Exercise details => Edit the listing below by changing every occurrence of "one marker per instance" to "one point per object", leaving all other text unchanged.

======== Source material

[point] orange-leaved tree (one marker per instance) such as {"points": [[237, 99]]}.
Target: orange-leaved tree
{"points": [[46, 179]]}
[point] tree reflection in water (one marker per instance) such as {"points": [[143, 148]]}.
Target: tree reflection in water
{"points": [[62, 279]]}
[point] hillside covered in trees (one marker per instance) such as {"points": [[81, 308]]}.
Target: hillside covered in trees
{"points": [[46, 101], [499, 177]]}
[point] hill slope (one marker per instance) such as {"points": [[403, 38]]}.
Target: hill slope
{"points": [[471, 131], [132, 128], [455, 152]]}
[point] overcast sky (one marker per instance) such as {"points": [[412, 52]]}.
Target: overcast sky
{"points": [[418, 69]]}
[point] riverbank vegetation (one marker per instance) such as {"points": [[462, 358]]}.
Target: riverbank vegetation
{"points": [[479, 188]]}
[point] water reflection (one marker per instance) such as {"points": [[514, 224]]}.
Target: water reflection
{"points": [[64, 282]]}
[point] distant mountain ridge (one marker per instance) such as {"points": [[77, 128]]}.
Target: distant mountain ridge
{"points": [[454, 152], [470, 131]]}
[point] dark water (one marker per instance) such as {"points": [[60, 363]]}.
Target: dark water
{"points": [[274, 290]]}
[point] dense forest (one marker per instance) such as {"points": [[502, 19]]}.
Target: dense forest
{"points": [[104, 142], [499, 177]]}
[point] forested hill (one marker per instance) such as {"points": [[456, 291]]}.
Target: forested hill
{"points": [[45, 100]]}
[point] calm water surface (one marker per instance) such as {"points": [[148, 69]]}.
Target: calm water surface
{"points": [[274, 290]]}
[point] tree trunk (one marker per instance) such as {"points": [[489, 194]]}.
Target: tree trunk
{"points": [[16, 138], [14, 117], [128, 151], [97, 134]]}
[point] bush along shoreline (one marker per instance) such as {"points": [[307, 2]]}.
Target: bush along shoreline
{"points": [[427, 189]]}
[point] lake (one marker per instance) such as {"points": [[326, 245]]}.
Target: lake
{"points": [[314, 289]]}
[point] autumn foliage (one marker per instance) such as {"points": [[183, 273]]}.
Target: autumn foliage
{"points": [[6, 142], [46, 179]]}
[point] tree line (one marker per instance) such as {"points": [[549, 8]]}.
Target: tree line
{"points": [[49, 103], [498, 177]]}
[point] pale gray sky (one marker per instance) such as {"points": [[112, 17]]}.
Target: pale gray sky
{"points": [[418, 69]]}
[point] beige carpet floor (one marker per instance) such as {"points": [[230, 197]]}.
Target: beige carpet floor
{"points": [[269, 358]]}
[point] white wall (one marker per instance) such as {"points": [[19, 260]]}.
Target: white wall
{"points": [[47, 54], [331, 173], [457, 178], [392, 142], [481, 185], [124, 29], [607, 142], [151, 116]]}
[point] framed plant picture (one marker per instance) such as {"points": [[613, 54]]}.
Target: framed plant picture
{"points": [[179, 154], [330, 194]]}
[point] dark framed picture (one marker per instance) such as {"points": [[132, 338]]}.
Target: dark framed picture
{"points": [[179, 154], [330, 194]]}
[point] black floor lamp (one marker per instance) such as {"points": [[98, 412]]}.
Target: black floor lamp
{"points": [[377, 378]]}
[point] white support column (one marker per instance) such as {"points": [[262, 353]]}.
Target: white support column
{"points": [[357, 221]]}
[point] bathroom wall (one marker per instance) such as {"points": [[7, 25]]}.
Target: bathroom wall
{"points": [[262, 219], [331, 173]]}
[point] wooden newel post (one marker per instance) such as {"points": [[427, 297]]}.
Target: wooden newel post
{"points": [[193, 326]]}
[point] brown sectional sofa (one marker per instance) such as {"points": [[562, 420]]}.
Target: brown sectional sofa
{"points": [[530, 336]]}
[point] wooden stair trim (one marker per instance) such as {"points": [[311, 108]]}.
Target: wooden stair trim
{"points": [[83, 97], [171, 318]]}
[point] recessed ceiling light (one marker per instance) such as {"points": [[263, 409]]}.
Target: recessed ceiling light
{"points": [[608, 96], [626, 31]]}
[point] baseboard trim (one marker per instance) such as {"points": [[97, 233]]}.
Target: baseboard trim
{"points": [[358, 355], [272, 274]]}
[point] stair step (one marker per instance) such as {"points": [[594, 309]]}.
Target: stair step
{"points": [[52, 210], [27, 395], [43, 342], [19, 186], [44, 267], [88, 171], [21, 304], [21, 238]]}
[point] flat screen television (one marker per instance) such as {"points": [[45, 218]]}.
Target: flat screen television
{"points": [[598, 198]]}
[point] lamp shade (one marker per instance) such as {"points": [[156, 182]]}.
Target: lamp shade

================

Task answer =>
[point] orange-leaved tree (one point per object) such as {"points": [[237, 99]]}.
Target: orange-leaved tree
{"points": [[46, 179]]}
[point] tree reflection in water (one point per object) such as {"points": [[143, 148]]}.
Target: tree reflection in water
{"points": [[62, 279]]}
[point] hillside covered in trees (one point per object) such as {"points": [[81, 308]]}.
Target: hillside covered in trees
{"points": [[46, 101], [499, 177]]}
[point] hill slope (one point per object) such as {"points": [[403, 38]]}.
Target: hill slope
{"points": [[471, 131], [132, 128], [455, 152]]}
[point] overcast sky (one point per object) such as {"points": [[412, 52]]}.
Target: overcast sky
{"points": [[418, 69]]}
[point] riverbank vegetation (one point per object) such as {"points": [[462, 358]]}.
Target: riverbank vegetation
{"points": [[479, 188]]}
[point] water reflection (one point per object) such as {"points": [[514, 224]]}.
Target: water reflection
{"points": [[64, 282]]}
[point] distant mountain ridge (one point per object) such as {"points": [[77, 128]]}.
Target: distant mountain ridge
{"points": [[454, 152], [470, 131]]}
[point] dark water (one point per object) such as {"points": [[60, 363]]}.
Target: dark water
{"points": [[274, 290]]}
[point] dense forest (one point per object) such as {"points": [[502, 19]]}.
Target: dense forest
{"points": [[104, 142], [499, 177]]}
[point] forested hill (one point per object) such as {"points": [[456, 291]]}.
Target: forested hill
{"points": [[45, 100]]}
[point] calm water surface (one point per object) such as {"points": [[148, 69]]}.
Target: calm water surface
{"points": [[274, 290]]}
[point] tree trunk (one point per object) such as {"points": [[489, 194]]}.
Target: tree trunk
{"points": [[16, 138], [14, 117], [128, 151], [97, 134]]}
[point] bush along shoreline (one point per object) such as {"points": [[307, 2]]}.
Target: bush along shoreline
{"points": [[427, 189]]}
[point] lake (one point per object) such as {"points": [[326, 245]]}.
Target: lake
{"points": [[314, 289]]}
[point] autumn foliage (one point per object) such as {"points": [[183, 273]]}.
Target: autumn foliage
{"points": [[6, 142], [46, 179]]}
[point] tree line (one point per object) such as {"points": [[549, 8]]}.
Target: tree line
{"points": [[49, 103], [498, 177]]}
[point] pale gray sky (one point per object) such as {"points": [[112, 17]]}.
Target: pale gray sky
{"points": [[418, 69]]}
[point] beige carpet floor (one point per object) such as {"points": [[230, 197]]}.
Target: beige carpet floor
{"points": [[269, 358]]}
[point] white wall (one point per object) such as {"points": [[19, 260]]}.
Target: white wall
{"points": [[47, 54], [331, 173], [457, 178], [392, 142], [481, 185], [124, 29], [607, 142], [151, 116]]}
[point] framed plant picture (one point per object) such as {"points": [[613, 54]]}.
Target: framed plant picture
{"points": [[179, 154], [330, 194]]}
[point] dark framed picture (one point per object) such as {"points": [[132, 338]]}.
Target: dark framed picture
{"points": [[179, 154], [330, 194]]}
[point] black floor lamp (one point per object) such as {"points": [[98, 412]]}.
Target: black floor lamp
{"points": [[377, 378]]}
[point] white support column (one point per object) such as {"points": [[262, 353]]}.
Target: white support column
{"points": [[357, 221]]}
[point] bathroom wall (one point per object) such as {"points": [[7, 25]]}.
Target: bathroom wall
{"points": [[262, 219], [331, 173]]}
[point] wooden newel post (one point per object) such as {"points": [[427, 297]]}.
Target: wooden newel post
{"points": [[193, 326]]}
[point] brown sectional sofa (one point per object) such as {"points": [[562, 420]]}.
Target: brown sectional sofa
{"points": [[530, 336]]}
[point] wooden stair trim (one point per object) such as {"points": [[311, 108]]}.
Target: wooden stair trim
{"points": [[83, 97], [171, 318]]}
[point] recessed ceiling light (one point per object) such as {"points": [[263, 409]]}.
Target: recessed ceiling light
{"points": [[608, 96], [626, 31]]}
[point] baseboard trim (one point per object) such as {"points": [[97, 233]]}.
Target: baseboard trim
{"points": [[358, 355], [272, 274]]}
[point] stair step (one point per object) such as {"points": [[594, 309]]}.
Target: stair step
{"points": [[52, 210], [27, 395], [43, 342], [19, 186], [44, 267], [88, 171], [21, 304], [21, 238]]}
[point] flat screen television (one point per object) such as {"points": [[45, 218]]}.
Target: flat screen television
{"points": [[598, 198]]}
[point] lamp shade (one point per object) such as {"points": [[156, 182]]}.
Target: lamp shade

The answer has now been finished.